- _Consigne 1_
D'après l'extrait du document sur la visibilité médiatique du changement climatique, combien de fois plus de chances par publication un opposant au changement climatique a-t-il, en moyenne, d'apparaître dans les médias qu'un scientifique ?

- _Extrait du document_
---+---

La parité observée entre les opposants et les scientifiques dans les principaux média peut refléter la volonté des média à chercher un équilibre journalistique lors de leurs reportages sur le changement climatique. En effet, nous constatons que chaque source de média choisie sur 30 a fourni une visibilité significative aux opposants, renforçant ainsi son autorité et sa crédibilité. La visibilité disproportionnée des opposants, même dans les principaux média, rappelle les premiers efforts sceptiques qui ont tiré parti de la doctrine d’équité de la Federal Communications Commission des États-Unis pour obtenir un temps de parole égal. Les spécialistes en communication ont noté que, dans le cas du changement climatique, une telle disproportion de visibilité risquerait d’induire en erreur la perception du public, suggérant faussement qu’au sein de la communauté scientifique, il y a une parité dans le nombre de scientifiques qui sont d’accord ou non sur les questions fondamentales de changement climatique anthropiques.

Distribution de probabilité P (rp) de visibilité des média par publication, rp≡Mi / Pi; La ligne pointillée verticale indique la médiane de distribution.
Ce graphique montre la distribution de probabilité, P(rp), qui traduit le nombre d’articles publiés dans les média par publication et par individus entre les groupes 224CCC et 224CCS. Pour les deux mesures, la valeur médiane calculée pour 224CCC est environ 15 fois supérieure à la valeur médiane 224CCS. Ce qui montre qu’un opposant au changement climatique a, en moyenne, 15 fois plus de chances par publication d’apparaitre dans les média qu’un scientifique.
La fausse balance montre comment la tradition journalistique, qui consiste à équilibrer les sources entre des points de vue opposés, donne lieu à une représentation inexacte dans le cadre du changement climatique. Ce tableau donne un aperçu de ce phénomène en montrant les deux façons les plus courantes de citer des auteurs.

Les deux façons de référencer les plus courantes pour les articles comportant à la fois des opposants et des scientifiques. Par exemple, les articles avec des individus mentionnés constituent le type le plus fréquent pour The Guardian, qui concerne 44% des articles présentant à la fois des opposants et des scientifiques; la deuxième configuration la plus fréquente comprend la contribution des opposants et la mention des scientifiques (20%)
Ces résultats montrent que la mention est le plus courant des types de sourcing. La principale exception est FOX, qui a tendance à citer des personnes pour des raisons non scientifiques, ce qui est également assez courant dans le WP. Les références à des citations scientifiques sont un autre type récurent de référencement pour les scientifiques, contrairement aux opposants qui y sont rarement associés. Les types de sourcing les moins courants observés sont les citations non scientifiques et les références à des adversaires, la plupart des cas de ces types étant associés à des opposants. Notamment, le Guardian, le NYT et le WSJ ont présenté le plus grand nombre d’articles rédigés par des scientifiques.

---+---

- _Données de l'exercice_
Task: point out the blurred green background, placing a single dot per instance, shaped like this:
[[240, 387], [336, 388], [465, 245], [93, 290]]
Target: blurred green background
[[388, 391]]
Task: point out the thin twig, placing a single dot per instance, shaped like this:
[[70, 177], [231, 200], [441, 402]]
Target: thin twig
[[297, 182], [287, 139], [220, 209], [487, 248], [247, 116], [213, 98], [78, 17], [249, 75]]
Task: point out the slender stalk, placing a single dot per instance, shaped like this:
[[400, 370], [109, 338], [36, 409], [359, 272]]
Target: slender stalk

---+---

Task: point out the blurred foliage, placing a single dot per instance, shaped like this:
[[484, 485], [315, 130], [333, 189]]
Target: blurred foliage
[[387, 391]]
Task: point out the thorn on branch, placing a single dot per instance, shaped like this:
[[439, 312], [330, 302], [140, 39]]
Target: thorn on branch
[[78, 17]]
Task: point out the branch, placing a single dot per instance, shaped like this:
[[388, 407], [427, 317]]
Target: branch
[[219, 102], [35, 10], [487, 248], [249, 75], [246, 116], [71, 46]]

---+---

- _Consigne 2_
Modifiez s'il vous plaît les lignes des données, depuis celle qui contient "Task: point out the slender" jusqu'à celle qui contient "Target: slender stalk", toutes deux comprises, en remplaçant "slender" par "thin". Redonnez uniquement ces lignes, sans rien changer d'autre.

- _Corrigé 1_
Environ 15 fois plus de chances.

- _Corrigé 2_
Task: point out the thin stalk, placing a single dot per instance, shaped like this:
[[400, 370], [109, 338], [36, 409], [359, 272]]
Target: thin stalk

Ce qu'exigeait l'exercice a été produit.